• _Gezeigter Textauszug_
Je anonymer, desto schlechter die Mülltrennung

Geht es um die Verpackungen, verspricht laut BVSE der gelbe Sack die beste Qualität, auch weil er eine bessere soziale Kontrolle ermögliche. „Außerdem können die Müllwerker sofort erkennen, ob es Fehlwürfe gibt, weil sie zum einen durch die Sackwand durchgucken können und zum anderen anhand des Gewichts sofort merken, ob da Dinge drin sind, die nicht hineingehören“, erklärt Rehbock.

In dem Fall sind die Entsorger angewiesen, den Müll mit einem entsprechenden Hinweis stehenzulassen. Bei der gelben Tonne sei das schwieriger. „Weil man die aber einem Haushalt zuordnen kann, ist das immer noch besser als bei den anonymen Containern.“

Wie groß das Problem ist, zeigen Zahlen der „Initiative Mülltrennung wirkt“. Danach werden in Deutschland rund 2,6 Millionen Tonnen Abfall pro Jahr über gelbe Tonne und gelbe Säcke gesammelt. Nur etwa 70 Prozent davon sind auch wirklich gebrauchte Verpackungen. „Je weiter weg vom Privaten, desto schlechter ist die Mülltrennung“, lautet eine Faustregel in der Branche. Beim Containersystem dürfte es noch schlimmer sein.

• _Schriftliche Aufgabe_
Wie könnte der obige Text über Mülltrennung nach seinem letzten Satz weitergehen? Führen Sie ihn fort.

• _Angezeigte Einträge_
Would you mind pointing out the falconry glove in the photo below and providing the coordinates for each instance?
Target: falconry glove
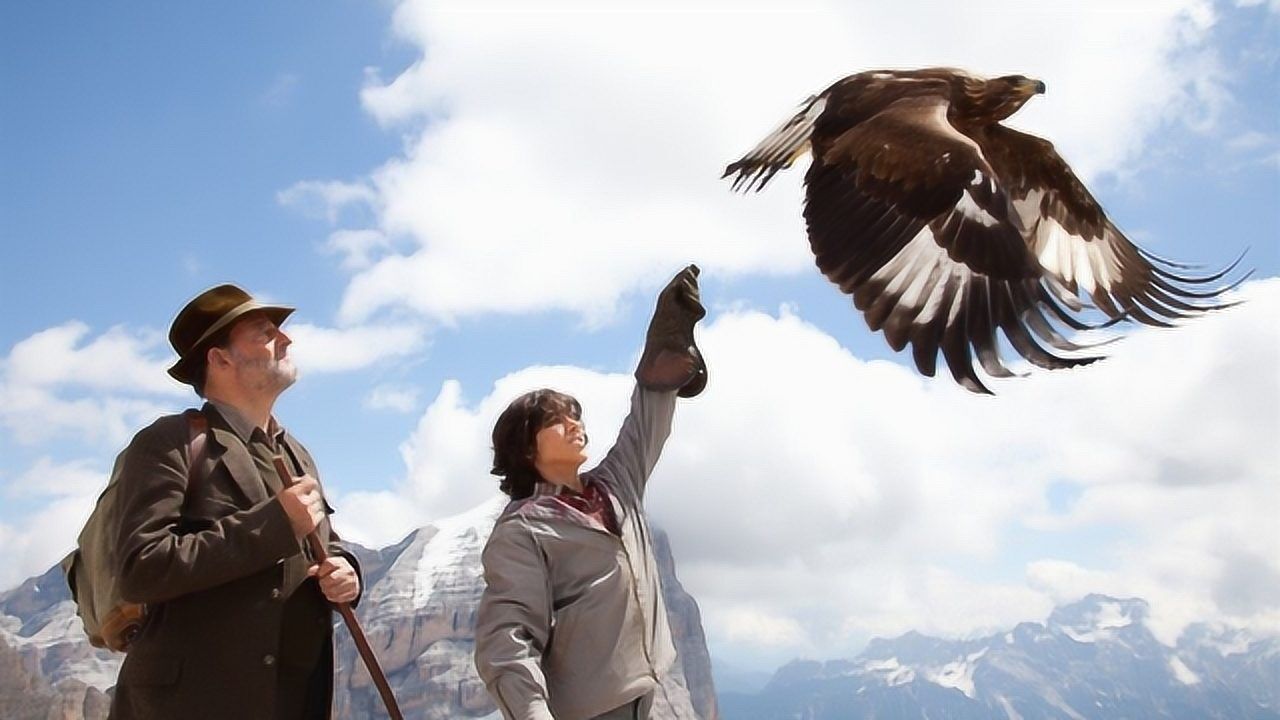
(671, 359)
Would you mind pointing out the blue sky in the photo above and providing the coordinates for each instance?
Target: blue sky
(467, 200)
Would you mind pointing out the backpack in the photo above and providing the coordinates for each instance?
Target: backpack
(90, 569)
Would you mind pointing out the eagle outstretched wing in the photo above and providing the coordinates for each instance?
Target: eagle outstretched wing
(949, 233)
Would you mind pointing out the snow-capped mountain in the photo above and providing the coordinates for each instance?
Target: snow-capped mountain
(417, 613)
(1092, 659)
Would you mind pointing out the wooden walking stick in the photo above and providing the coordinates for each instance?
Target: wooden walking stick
(366, 654)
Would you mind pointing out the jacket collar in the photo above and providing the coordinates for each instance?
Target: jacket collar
(229, 449)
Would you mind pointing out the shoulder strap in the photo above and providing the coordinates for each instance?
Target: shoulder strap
(199, 428)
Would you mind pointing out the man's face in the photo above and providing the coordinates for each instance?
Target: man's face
(259, 356)
(562, 441)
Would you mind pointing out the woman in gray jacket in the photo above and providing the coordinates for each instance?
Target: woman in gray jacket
(572, 624)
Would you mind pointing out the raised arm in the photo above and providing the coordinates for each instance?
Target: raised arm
(513, 623)
(670, 365)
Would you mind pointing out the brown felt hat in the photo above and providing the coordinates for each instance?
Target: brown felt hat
(204, 318)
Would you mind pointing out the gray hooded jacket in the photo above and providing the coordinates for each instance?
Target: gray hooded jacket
(572, 623)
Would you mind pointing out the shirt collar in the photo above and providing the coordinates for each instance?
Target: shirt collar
(242, 425)
(542, 488)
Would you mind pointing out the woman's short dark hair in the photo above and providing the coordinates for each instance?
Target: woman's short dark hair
(515, 437)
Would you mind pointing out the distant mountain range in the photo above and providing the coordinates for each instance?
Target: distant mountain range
(1092, 659)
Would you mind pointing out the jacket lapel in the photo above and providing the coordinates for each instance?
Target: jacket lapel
(232, 454)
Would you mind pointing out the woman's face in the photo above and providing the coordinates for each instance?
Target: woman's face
(563, 441)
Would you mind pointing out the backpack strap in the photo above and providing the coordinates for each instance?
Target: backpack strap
(199, 431)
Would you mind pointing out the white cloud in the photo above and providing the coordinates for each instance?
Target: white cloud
(556, 160)
(37, 541)
(325, 199)
(58, 382)
(357, 247)
(336, 350)
(400, 399)
(850, 499)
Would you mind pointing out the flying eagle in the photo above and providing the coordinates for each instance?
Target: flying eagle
(946, 226)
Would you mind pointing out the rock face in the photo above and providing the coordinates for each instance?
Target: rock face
(417, 613)
(420, 613)
(48, 669)
(1092, 659)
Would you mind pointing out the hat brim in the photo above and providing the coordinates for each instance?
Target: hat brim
(184, 369)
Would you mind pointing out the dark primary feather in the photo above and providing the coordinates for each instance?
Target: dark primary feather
(950, 229)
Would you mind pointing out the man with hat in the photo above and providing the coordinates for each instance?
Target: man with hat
(238, 621)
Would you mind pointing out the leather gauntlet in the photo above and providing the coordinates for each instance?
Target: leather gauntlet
(671, 359)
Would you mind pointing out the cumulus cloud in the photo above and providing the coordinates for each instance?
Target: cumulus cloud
(63, 382)
(556, 160)
(343, 349)
(839, 499)
(65, 493)
(401, 399)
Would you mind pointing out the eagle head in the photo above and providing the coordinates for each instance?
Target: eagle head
(1004, 95)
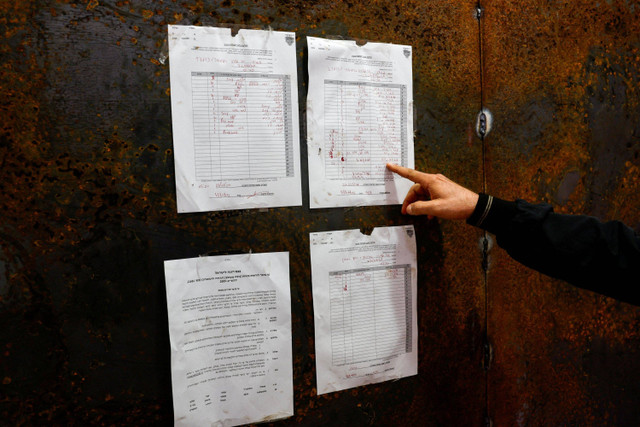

• _Antwort zur Übung_
Auch in der 71. Straße auf der Upper Westside in New York ist noch unklar, wie ernst es die Bewohner mit der Mülltrennung nehmen werden. Zu jung ist das Projekt, zu dunkel sind die Tiefen der Sammelcontainer. Und so bleibt abzuwarten, ob in der sauberen Straße nicht mehr Schein als Sein steckt.